Data for processing:
<<<<
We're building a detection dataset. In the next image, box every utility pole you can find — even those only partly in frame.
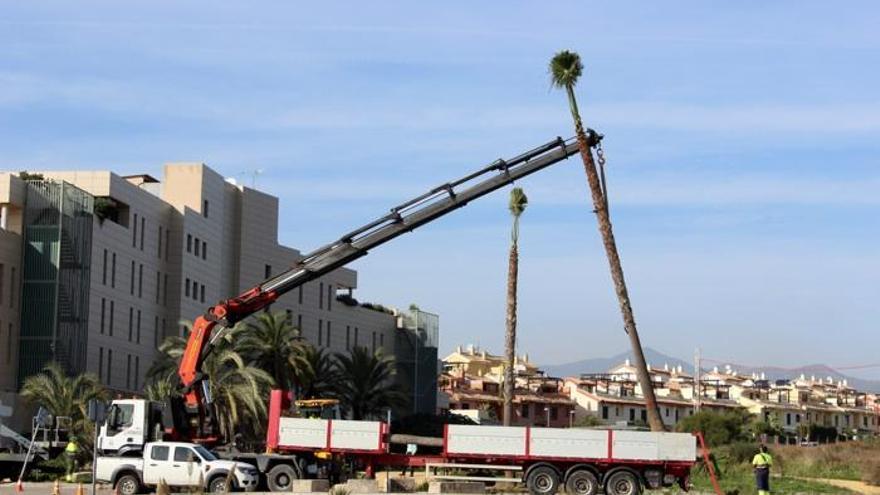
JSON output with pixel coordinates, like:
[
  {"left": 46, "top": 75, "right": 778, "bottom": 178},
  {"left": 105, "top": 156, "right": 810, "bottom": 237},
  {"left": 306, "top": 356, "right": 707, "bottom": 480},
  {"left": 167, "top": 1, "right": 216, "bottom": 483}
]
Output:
[{"left": 694, "top": 348, "right": 702, "bottom": 414}]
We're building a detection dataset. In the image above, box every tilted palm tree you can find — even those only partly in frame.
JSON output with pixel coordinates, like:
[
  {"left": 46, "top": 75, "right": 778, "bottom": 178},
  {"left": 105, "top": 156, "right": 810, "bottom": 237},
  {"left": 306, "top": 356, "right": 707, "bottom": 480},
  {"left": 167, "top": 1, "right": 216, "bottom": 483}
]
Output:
[
  {"left": 234, "top": 311, "right": 305, "bottom": 391},
  {"left": 550, "top": 50, "right": 665, "bottom": 432},
  {"left": 334, "top": 347, "right": 408, "bottom": 420},
  {"left": 293, "top": 345, "right": 338, "bottom": 400},
  {"left": 503, "top": 187, "right": 528, "bottom": 426}
]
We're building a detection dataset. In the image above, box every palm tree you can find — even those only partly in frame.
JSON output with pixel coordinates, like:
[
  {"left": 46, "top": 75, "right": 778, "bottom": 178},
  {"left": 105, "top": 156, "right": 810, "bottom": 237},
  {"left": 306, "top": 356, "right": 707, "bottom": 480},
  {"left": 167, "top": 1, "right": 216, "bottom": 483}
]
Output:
[
  {"left": 21, "top": 362, "right": 108, "bottom": 460},
  {"left": 234, "top": 311, "right": 305, "bottom": 391},
  {"left": 503, "top": 187, "right": 528, "bottom": 426},
  {"left": 549, "top": 50, "right": 665, "bottom": 432},
  {"left": 334, "top": 347, "right": 408, "bottom": 420},
  {"left": 146, "top": 324, "right": 274, "bottom": 441},
  {"left": 293, "top": 345, "right": 338, "bottom": 400}
]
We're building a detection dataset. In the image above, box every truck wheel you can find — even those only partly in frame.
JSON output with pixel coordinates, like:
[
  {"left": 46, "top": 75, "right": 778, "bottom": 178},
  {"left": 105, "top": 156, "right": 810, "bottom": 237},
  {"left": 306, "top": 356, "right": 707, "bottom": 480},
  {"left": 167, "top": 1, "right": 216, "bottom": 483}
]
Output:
[
  {"left": 209, "top": 475, "right": 235, "bottom": 493},
  {"left": 267, "top": 464, "right": 298, "bottom": 492},
  {"left": 526, "top": 465, "right": 559, "bottom": 495},
  {"left": 604, "top": 471, "right": 641, "bottom": 495},
  {"left": 115, "top": 473, "right": 141, "bottom": 495},
  {"left": 564, "top": 469, "right": 598, "bottom": 495}
]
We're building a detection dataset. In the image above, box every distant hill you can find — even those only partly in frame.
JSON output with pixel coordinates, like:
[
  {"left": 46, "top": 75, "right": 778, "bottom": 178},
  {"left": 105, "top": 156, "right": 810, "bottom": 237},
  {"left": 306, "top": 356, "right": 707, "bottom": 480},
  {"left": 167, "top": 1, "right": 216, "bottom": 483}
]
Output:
[
  {"left": 544, "top": 348, "right": 880, "bottom": 393},
  {"left": 543, "top": 347, "right": 692, "bottom": 378}
]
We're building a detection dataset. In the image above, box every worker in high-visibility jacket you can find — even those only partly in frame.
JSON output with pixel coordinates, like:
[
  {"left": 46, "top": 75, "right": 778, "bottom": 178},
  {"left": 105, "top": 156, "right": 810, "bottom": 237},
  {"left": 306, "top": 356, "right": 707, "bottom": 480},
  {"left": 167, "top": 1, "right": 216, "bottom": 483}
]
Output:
[
  {"left": 752, "top": 444, "right": 773, "bottom": 495},
  {"left": 64, "top": 437, "right": 80, "bottom": 482}
]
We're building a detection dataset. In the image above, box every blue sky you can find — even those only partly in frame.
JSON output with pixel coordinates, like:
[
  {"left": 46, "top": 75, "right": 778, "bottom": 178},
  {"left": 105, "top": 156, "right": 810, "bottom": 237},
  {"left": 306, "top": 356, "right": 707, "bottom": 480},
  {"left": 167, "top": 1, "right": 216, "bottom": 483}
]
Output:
[{"left": 2, "top": 2, "right": 878, "bottom": 377}]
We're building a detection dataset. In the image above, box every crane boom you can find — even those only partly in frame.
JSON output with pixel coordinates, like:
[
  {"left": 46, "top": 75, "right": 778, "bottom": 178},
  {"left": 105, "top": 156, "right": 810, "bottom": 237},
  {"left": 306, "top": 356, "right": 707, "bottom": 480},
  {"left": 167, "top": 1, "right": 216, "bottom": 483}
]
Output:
[{"left": 175, "top": 133, "right": 599, "bottom": 441}]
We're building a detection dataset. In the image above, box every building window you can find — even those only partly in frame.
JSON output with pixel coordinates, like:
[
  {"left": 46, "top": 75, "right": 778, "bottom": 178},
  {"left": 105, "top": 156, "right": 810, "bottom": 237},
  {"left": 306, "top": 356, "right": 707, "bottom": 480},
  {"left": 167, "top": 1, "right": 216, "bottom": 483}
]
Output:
[
  {"left": 641, "top": 410, "right": 647, "bottom": 422},
  {"left": 102, "top": 250, "right": 107, "bottom": 285},
  {"left": 602, "top": 405, "right": 609, "bottom": 420},
  {"left": 107, "top": 349, "right": 113, "bottom": 385},
  {"left": 128, "top": 307, "right": 134, "bottom": 342},
  {"left": 786, "top": 413, "right": 791, "bottom": 426},
  {"left": 327, "top": 284, "right": 332, "bottom": 311},
  {"left": 203, "top": 200, "right": 209, "bottom": 218},
  {"left": 665, "top": 408, "right": 670, "bottom": 417},
  {"left": 319, "top": 283, "right": 324, "bottom": 309},
  {"left": 109, "top": 300, "right": 115, "bottom": 336},
  {"left": 521, "top": 404, "right": 529, "bottom": 418},
  {"left": 163, "top": 274, "right": 168, "bottom": 305},
  {"left": 133, "top": 214, "right": 138, "bottom": 247},
  {"left": 200, "top": 284, "right": 205, "bottom": 304},
  {"left": 111, "top": 253, "right": 116, "bottom": 288},
  {"left": 158, "top": 226, "right": 163, "bottom": 258},
  {"left": 629, "top": 409, "right": 635, "bottom": 422},
  {"left": 134, "top": 356, "right": 139, "bottom": 389},
  {"left": 100, "top": 298, "right": 106, "bottom": 334},
  {"left": 136, "top": 310, "right": 141, "bottom": 344},
  {"left": 194, "top": 238, "right": 200, "bottom": 257},
  {"left": 326, "top": 321, "right": 332, "bottom": 347},
  {"left": 298, "top": 286, "right": 303, "bottom": 305},
  {"left": 354, "top": 327, "right": 359, "bottom": 347},
  {"left": 346, "top": 326, "right": 351, "bottom": 350},
  {"left": 155, "top": 271, "right": 161, "bottom": 303},
  {"left": 185, "top": 278, "right": 191, "bottom": 297},
  {"left": 296, "top": 314, "right": 302, "bottom": 333},
  {"left": 126, "top": 354, "right": 132, "bottom": 389},
  {"left": 164, "top": 229, "right": 170, "bottom": 260},
  {"left": 318, "top": 319, "right": 323, "bottom": 346},
  {"left": 380, "top": 333, "right": 384, "bottom": 348},
  {"left": 154, "top": 316, "right": 159, "bottom": 349},
  {"left": 130, "top": 260, "right": 135, "bottom": 295},
  {"left": 265, "top": 264, "right": 272, "bottom": 279},
  {"left": 138, "top": 263, "right": 143, "bottom": 297},
  {"left": 201, "top": 241, "right": 206, "bottom": 260},
  {"left": 98, "top": 347, "right": 104, "bottom": 382},
  {"left": 187, "top": 234, "right": 192, "bottom": 253},
  {"left": 192, "top": 280, "right": 198, "bottom": 300},
  {"left": 550, "top": 406, "right": 558, "bottom": 420},
  {"left": 372, "top": 331, "right": 376, "bottom": 353},
  {"left": 140, "top": 216, "right": 145, "bottom": 250}
]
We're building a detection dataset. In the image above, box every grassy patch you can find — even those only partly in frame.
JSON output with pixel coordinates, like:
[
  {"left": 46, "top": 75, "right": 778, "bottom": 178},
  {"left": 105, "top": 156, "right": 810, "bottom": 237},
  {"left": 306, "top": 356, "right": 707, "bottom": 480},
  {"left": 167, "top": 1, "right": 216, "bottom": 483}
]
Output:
>>>>
Exercise goal:
In the entries above, identify every line with the string "those".

Solution for this exercise:
We're building a detection dataset. In the next image, box every utility pole you can find — even those only partly in frame.
We're building a detection dataset. In the image above, box every tilted palm tree you can find — even those only partly in frame.
We're building a detection dataset. In the image above, box every palm tree you can find — even those only partly in frame.
We're building a detection dataset. In the image above, box every truck wheel you can find — even those only partly in frame.
We're building a detection dataset. In the image above, box every distant hill you can find — even those only partly in frame.
We're building a detection dataset. In the image above, box every worker in high-visibility jacket you can find — even those only partly in frame.
We're building a detection dataset. In the image above, box every blue sky you can find — even those only partly in frame.
We're building a detection dataset. In the image above, box every crane boom you can find — even those only partly in frame.
We're building a detection dataset. In the image above, box every building window you can find — even those only partly in frame.
We're building a detection dataset. In the image above, box every grassy patch you can find — even those only partly in frame.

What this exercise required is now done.